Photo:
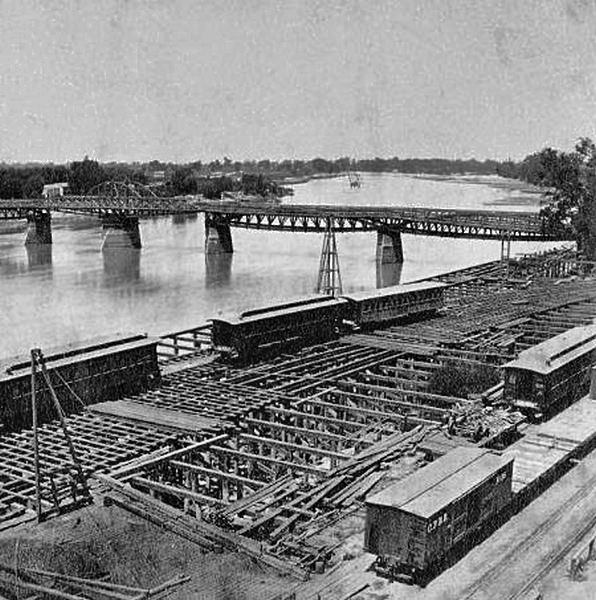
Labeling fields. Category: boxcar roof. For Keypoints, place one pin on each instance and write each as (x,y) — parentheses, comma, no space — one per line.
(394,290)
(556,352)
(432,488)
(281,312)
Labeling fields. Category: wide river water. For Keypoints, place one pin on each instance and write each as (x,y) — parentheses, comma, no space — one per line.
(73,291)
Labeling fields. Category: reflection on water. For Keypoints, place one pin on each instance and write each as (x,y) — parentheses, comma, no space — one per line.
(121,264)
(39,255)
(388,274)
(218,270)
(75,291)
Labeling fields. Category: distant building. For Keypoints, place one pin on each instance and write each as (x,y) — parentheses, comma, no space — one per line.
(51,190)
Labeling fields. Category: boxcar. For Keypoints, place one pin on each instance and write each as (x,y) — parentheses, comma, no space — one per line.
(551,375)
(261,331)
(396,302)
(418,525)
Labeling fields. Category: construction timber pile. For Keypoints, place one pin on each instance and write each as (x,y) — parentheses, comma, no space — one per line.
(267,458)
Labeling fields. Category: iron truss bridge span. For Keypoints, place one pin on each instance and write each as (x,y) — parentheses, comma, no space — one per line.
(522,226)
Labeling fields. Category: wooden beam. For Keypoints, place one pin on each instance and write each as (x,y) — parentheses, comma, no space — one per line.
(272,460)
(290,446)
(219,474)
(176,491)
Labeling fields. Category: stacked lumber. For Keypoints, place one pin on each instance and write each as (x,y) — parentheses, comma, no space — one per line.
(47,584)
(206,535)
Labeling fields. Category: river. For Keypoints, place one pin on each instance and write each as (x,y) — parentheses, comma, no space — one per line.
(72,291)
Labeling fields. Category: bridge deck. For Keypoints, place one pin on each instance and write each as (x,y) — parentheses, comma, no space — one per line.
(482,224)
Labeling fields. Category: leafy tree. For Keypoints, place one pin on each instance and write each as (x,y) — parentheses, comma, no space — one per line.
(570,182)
-=-=-
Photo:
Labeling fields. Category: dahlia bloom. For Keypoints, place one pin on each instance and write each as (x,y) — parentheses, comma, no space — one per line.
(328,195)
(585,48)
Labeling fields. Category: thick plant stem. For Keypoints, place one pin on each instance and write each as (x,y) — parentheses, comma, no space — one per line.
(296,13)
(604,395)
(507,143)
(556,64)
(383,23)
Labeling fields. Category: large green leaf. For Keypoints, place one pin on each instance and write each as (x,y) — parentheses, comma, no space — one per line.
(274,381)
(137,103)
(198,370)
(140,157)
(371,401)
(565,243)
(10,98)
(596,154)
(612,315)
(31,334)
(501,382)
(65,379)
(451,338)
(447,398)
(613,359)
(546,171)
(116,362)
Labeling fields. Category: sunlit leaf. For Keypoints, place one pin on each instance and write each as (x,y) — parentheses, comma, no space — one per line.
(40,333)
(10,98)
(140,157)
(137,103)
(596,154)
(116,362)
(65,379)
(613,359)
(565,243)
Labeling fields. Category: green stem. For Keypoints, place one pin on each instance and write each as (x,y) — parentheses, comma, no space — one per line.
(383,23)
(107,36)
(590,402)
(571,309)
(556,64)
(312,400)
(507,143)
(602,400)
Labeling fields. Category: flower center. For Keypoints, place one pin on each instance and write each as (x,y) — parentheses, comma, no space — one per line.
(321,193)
-=-=-
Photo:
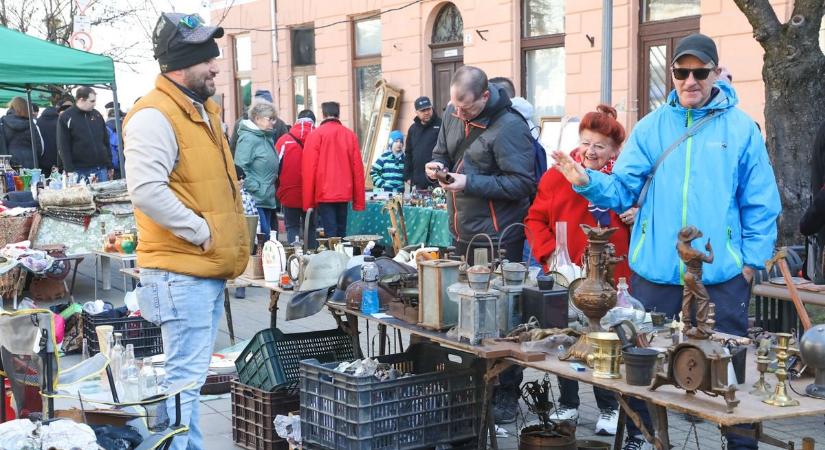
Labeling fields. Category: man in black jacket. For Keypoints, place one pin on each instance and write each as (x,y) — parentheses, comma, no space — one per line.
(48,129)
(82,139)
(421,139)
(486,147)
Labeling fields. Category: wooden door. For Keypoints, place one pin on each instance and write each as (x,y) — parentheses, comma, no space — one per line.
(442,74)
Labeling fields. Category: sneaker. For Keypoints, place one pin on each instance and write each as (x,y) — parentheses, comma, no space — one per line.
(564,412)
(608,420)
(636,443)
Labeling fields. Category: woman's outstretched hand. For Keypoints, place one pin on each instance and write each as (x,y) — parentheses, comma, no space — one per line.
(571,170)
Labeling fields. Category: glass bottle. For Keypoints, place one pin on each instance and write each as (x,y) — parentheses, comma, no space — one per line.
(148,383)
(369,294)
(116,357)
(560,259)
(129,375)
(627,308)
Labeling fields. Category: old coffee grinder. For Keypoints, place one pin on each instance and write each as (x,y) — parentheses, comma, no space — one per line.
-=-=-
#### TASK BRIEF:
In the entries above, restate word for word the lines between the one holding "Labeling fields. Category: sneaker." and the one holding "Labeling fields. Category: old", inclusive, and nothing besides.

#### FINISHED TASK:
Labeling fields. Category: sneaker. For Keypoints, place one pin on each instance and write each as (x,y) — parentheses, comma, no space — one per line.
(564,412)
(608,420)
(636,443)
Labeling fields. Category: woman's outstretched hand. For Keypoints, place one pin on each instance and write each as (x,y) — parentheses, comma, no space — one per line.
(571,170)
Labeling fields. Category: glass bottle. For Keypoints, place one pin on each instance and write each as (x,y) — parentheses, comma, no space — one per line.
(148,383)
(369,294)
(116,357)
(560,259)
(129,375)
(627,308)
Labeling fields. Category: old coffee grinder. For Keypoints, place one pin on each instance and write each as (x,y) — parentheses, comma, no space — one per line.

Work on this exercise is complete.